IAP President's Welcome Message
Dear Members of the IAP,
As your President for the next two years, I warmly welcome you. It is a great pleasure and honor for me to join the long list of famous and esteemed presidents, pathologists and colleagues who, over a period of more than 100 years, represent the interests of the IAP and support the needs of continuing education in pathology.
This list includes numerous internationally renowned pathologists, among them my German predecessor Prof. Dr. Ludwig Aschoff from Freiburg, and Prof. Dr. Peter Gedigk from Bonn. Prof. Aschoff was President of the IAP from 1914 to 1916, and Prof. Gedigk from 1978 to 1980.
All presidents of recent years have supported the various divisions of the IAP, in particular, through participation in numerous events around the world. The participation of an IAP president in such an event is, not only an honor for the respective organizer, but it can also help in the political development of the health service in many countries. It is important to show the face, and to convince health politicians of the importance of pathology through good and convincing contributions.
The assumption of my new office is a great honor, but at the same time I have an obligation to work for the further development of the IAP in the same way as my predecessors. I like traveling and I am looking forward to making new friends and renewing all friendships. I offer my support to all my colleagues from IAP. Please do not hesitate to contact me by email or to speak to me at congresses. I will be happy to help or to consult one of my colleagues on the board.

########################################

**Using the information:**
**A)** Please rewrite the paragraph of the welcome message beginning "This list includes" as a short bulleted list that keeps its main facts.
**B)** Decide whether each statement agrees with the welcome message, answering yes or no and quoting the words that decide it: (i) Prof. Aschoff led the IAP from 1914 to 1916. (ii) Prof. Gedigk came from Freiburg. (iii) The new President does not enjoy traveling.
**C)** Extend the welcome message beyond its final sentence with a few more sentences in the same voice.

########################################

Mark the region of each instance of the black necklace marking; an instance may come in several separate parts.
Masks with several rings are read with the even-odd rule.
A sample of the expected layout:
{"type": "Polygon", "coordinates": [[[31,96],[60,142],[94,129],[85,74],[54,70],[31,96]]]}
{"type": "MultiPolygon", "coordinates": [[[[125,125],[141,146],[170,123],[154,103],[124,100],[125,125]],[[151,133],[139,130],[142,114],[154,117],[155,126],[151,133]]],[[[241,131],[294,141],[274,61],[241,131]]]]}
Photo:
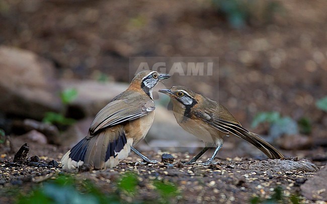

########################################

**Responses to the tasks:**
**A)**
- The list includes many internationally renowned pathologists.
- Among them are two German predecessors:
  - Prof. Dr. Ludwig Aschoff from Freiburg, IAP President from 1914 to 1916
  - Prof. Dr. Peter Gedigk from Bonn, IAP President from 1978 to 1980

**B)**
(i) Yes: "Prof. Aschoff was President of the IAP from 1914 to 1916"
(ii) No: "Prof. Dr. Peter Gedigk from Bonn"
(iii) No: "I like traveling"

**C)**
The IAP has evolved significantly in recent years and adapted to the general evolution in the field of pathology. The symbol for this development is our new website with a clearer and more modern design. This positive development in pathology can be observed not only in the highly developed industrial countries, but also in the underserved countries. The colleagues in these countries not only benefit from the findings of research in the industrialized countries, but also make significant contributions of their own, which they present in the form of lectures and posters at the biannual international congresses and at the local training events.
Insights from molecular pathology and digital pathology are not only of increasing relevance for the industrialized countries, but also support the pathology in the underserved countries. In this context, I would like to point out the innovative and successful USCAP project in Palm Springs, where interested colleagues worldwide can login via the Internet to a course at the Palm Springs Interactive Learning Center. Such events are an excellent way to further improve the quality of pathology and to increase the value of pathology in comparison to other medical disciplines. I thank the numerous colleagues who work daily to advance the process of quality improvement in pathology.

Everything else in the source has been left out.